▸ **DIRECTIONS**
Convert everything from the first of the lines below down to the line containing "[(373, 282), (96, 270)]", both included, into a numbered list, omitting any blank lines.

▸ **ROWS**
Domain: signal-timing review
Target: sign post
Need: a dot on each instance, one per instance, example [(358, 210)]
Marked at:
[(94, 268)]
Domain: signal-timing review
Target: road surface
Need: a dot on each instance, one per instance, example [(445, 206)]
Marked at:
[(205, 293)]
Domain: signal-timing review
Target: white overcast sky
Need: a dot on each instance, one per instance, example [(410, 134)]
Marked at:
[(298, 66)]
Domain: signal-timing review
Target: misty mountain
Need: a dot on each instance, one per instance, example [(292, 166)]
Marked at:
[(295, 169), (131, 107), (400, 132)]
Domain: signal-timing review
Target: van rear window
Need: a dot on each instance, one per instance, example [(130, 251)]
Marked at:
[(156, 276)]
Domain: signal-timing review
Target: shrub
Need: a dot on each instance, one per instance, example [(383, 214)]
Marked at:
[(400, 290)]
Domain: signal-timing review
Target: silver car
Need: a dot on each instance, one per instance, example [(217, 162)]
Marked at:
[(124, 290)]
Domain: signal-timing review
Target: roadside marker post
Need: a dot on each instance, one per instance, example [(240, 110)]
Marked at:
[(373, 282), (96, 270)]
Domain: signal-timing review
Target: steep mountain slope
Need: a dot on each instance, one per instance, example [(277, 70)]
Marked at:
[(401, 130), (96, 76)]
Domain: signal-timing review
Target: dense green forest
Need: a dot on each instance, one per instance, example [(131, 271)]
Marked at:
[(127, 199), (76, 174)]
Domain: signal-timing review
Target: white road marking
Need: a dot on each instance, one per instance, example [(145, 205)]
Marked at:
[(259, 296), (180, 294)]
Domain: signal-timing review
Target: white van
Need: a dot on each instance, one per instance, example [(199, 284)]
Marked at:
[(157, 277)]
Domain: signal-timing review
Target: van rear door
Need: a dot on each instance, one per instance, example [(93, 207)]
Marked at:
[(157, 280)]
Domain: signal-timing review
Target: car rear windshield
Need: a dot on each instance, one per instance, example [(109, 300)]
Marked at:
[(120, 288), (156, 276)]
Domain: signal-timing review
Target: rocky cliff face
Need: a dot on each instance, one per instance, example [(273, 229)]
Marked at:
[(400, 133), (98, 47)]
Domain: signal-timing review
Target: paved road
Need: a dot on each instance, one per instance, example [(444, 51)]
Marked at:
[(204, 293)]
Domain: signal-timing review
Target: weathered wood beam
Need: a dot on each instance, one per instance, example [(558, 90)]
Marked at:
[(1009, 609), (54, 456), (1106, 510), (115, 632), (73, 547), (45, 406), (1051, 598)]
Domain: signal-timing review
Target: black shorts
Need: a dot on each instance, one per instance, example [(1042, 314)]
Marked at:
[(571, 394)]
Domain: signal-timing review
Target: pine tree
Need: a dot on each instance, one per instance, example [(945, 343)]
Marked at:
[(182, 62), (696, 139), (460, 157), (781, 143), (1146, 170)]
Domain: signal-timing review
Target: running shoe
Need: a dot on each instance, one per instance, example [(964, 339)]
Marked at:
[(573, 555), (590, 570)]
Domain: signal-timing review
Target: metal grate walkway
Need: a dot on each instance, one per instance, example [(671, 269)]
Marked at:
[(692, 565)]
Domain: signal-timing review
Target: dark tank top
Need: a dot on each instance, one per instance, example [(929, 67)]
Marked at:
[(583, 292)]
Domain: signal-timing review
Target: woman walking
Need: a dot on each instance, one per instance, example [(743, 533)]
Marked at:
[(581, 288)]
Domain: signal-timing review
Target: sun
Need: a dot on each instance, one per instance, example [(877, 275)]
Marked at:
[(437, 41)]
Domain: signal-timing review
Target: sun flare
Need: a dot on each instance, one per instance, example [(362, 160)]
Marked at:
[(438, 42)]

▸ **RESPONSE TO THE EXERCISE**
1. Domain: signal-timing review
2. Target: sign post
3. Need: a dot on each instance, one per instance, example [(358, 210)]
4. Marked at:
5. [(94, 268)]
6. Domain: signal-timing review
7. Target: road surface
8. Need: a dot on each instance, one per instance, example [(445, 206)]
9. Marked at:
10. [(205, 293)]
11. Domain: signal-timing review
12. Target: white overcast sky
13. Need: a dot on each instance, one per instance, example [(410, 134)]
14. Marked at:
15. [(298, 66)]
16. Domain: signal-timing review
17. Target: misty mountain
18. Need: a dot on each instance, one per instance, example [(292, 166)]
19. Marked at:
20. [(295, 169), (131, 107), (400, 132)]
21. Domain: signal-timing review
22. Target: van rear window
23. Need: a dot on each instance, one per instance, example [(130, 251)]
24. Marked at:
25. [(156, 276)]
26. Domain: signal-timing review
27. Target: shrub
28. Need: a dot on each instance, one per instance, example [(383, 214)]
29. Marked at:
30. [(400, 290)]
31. Domain: signal-timing review
32. Target: silver car
33. Need: a dot on each instance, one per instance, example [(217, 162)]
34. Marked at:
35. [(124, 290)]
36. Domain: signal-timing review
37. Target: roadside marker post
38. Need: a dot on each instance, one per instance, example [(240, 110)]
39. Marked at:
40. [(373, 282), (96, 270)]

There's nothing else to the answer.